- **PASSAGE PROVIDED**:
..........
ON THIS PARTICULAR DAY
, she sits at the big worktable in the kitchen, reading the paper while she makes telephone calls: simultaneously talking, reading, planning, eating lunch, raising money for Epiphany, or
Día de Reyes
, on January 6, when members of her Catholic charity would be giving out toys to Pilón’s children. She had launched this activity in 1940, when she was twenty and new in town, setting a bit of a trend because the Catholic Church had never been active there, and not all that many of the area’s residents were Catholics. Pentecostalists and Spiritualists thrived in Pilón and in the surrounding hills.

As 1956 approaches, it is again time to sell raffle tickets and prepare for the church supper on New Year’s Eve. She’ll go, before that, to Santiago and buy toys in bulk. This year, because the sugar workers have been on strike, there is little money around. Calling merchants, Celia reminds them to donate items for the raffle, or make pledges of food, pointing out that parents with little or no work are counting on these gifts.

Sometime on this day, she gets a message. If it comes by telephone, it is almost certainly coded. More likely it is spoken, by one of those who wait on the porch, who otherwise appear as patients to see the doctor. Fidel Castro sends word that his right-hand man, Pedro Miret, is coming to Pilón. He will be accompanied by the 26th of July Movement’s national director of action, Frank País. Castro wants her to show them locations along the coast where he and his guerrilla fighters, returning from exile in Mexico, can land.

However it reaches her, the message is a tap on her shoulder, an invitation to become one of the instigators of the revolution that Castro had put in motion last July. Clearly Celia is not solely what she appears to be: a father’s daughter, a civic-minded and
house-proud woman, a member in good standing of the provincial gentry. Although, she is those things as well. It might be tempting to say she is unique in her place and time.

She was, in fact, fairly representative: a thirty-five-year-old woman in 1950s Cuba, looking for a person (it could have been nearly anyone), or political party, or any movement whose objective was to remove Fulgencio Batista from power.

Since Batista seized the presidency by a
coup d’état
in 1952, Fidel Castro had emerged in the minds of many as the person most likely to end the dictator’s reign. He fearlessly, even rashly, had led an attack against the Moncada garrison, the national army’s command headquarters in Santiago. The army reacted with extreme force, summarily executing most of the participants, but Fidel escaped the massacre, aided, in part, by the Archbishop of Santiago, Monseigneur Enrique Pérez Serrantes, Spanish, sent to Cuba in 1922, who had personally tried to protect the few survivors of the 26th of July attack. The Archbishop even went so far as to search for the young revolutionaries hiding in the hills, dressed in his cassock, carrying a cross, and (some say) using a megaphone. Fidel argued his own defense at trial, was imprisoned for a time, and released in May 1955. Less than two months later, he went into exile. Between his release from jail and his exile in Mexico City, he founded his revolutionary 26th of July Movement, named for the day in 1953 when the Moncada was attacked, and took on one goal: removing Batista. Celia had decided to join Fidel and his movement.
..........
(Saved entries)
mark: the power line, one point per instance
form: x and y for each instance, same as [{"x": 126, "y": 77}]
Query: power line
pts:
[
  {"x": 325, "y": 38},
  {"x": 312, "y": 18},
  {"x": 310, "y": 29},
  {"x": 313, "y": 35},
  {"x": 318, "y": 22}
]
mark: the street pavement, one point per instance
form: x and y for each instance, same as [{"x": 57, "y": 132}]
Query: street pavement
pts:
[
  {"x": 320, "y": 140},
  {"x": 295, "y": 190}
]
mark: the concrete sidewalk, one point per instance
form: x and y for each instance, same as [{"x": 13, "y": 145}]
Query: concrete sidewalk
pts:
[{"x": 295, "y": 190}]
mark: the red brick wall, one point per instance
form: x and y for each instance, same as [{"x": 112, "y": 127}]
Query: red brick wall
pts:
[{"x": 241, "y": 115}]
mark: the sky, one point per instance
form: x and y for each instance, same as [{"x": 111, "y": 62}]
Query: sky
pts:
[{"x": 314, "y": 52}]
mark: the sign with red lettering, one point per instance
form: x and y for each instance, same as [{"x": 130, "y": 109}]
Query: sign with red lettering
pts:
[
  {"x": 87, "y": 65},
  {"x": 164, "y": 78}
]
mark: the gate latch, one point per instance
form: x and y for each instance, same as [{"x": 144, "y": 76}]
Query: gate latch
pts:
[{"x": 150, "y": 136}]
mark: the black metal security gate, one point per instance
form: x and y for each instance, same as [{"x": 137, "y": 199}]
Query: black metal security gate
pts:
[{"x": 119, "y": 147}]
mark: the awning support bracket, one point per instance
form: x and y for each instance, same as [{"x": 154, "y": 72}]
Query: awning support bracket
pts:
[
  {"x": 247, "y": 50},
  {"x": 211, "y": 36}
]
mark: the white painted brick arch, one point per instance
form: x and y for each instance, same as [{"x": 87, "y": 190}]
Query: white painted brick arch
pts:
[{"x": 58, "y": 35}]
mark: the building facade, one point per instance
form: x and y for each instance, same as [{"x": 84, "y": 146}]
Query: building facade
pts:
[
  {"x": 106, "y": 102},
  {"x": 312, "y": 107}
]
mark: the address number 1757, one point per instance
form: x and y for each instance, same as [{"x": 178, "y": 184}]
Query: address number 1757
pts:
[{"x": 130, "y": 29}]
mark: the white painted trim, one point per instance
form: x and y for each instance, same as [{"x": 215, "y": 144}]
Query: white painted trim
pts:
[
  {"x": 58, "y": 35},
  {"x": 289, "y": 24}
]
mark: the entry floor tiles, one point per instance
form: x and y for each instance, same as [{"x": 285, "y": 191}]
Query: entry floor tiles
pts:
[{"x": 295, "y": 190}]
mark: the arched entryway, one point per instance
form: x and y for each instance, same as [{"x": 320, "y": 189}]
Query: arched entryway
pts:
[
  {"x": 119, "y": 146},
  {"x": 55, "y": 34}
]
..........
- **EXERCISE INSTRUCTIONS**:
(a) Please decide whether each statement below agrees with the passage about Celia in Pilón. For each one, answer yes or no and quote the words from the passage that settle it. (i) Celia started the Epiphany toy giveaway in 1940. (ii) Most residents of the Pilón area were Catholics. (iii) Fidel Castro was released from prison in May 1955.
(b) Extend the passage about Celia in Pilón, starting right after its final sentence.

- **RESPONSES BY TASK**:
(a)
(i) Yes: "She had launched this activity in 1940"
(ii) No: "not all that many of the area’s residents were Catholics"
(iii) Yes: "released in May 1955"

(b)
After the 1952 coup, she, along with everyone suspected of opposing the dictatorship, was put on the list of organizations considered dangerous. This wide range included her fellow members of the Orthodox Party, formed legitimately in the late 1940s and led by the popular Eduardo Chibás. Not intimidated by being listed, she became an activist. She joined two clandestine anti-Batista groups, headed by men in the coastal towns of Campechuela and Manzanillo.

Even before the attack on the Moncada or the formation of these groups, she and her father had carried out a personal project that had its own seditious element. On May 21, 1953, along with a small group of Martí scholars, they erected a statue of Martí on the top of Cuba’s highest mountain, Turquino Peak in the Sierra Maestra.
This range extends along the southern coast. They approached from a small wharf on the Caribbean, from the southern side, where the land dips below sea level then soars to an elevation of 6,560 feet. The military had been intent on the packing case the group hauled up, imagining it held guns, so had kept up surveillance as it was transported to the mountain. But Manuel Sánchez’s resistance project was conceptual: to place José Martí on the highest plane so he could reign over Cuba. The feat’s oddity, as much as its symbolism, made an impression on military officials, who deemed all the participants suspicious. Later—during the Revolutionary War—Fidel would favor the lofty heights of Turquino’s western companion, a peak called Caracas, and make his command post there, just above the La Plata River.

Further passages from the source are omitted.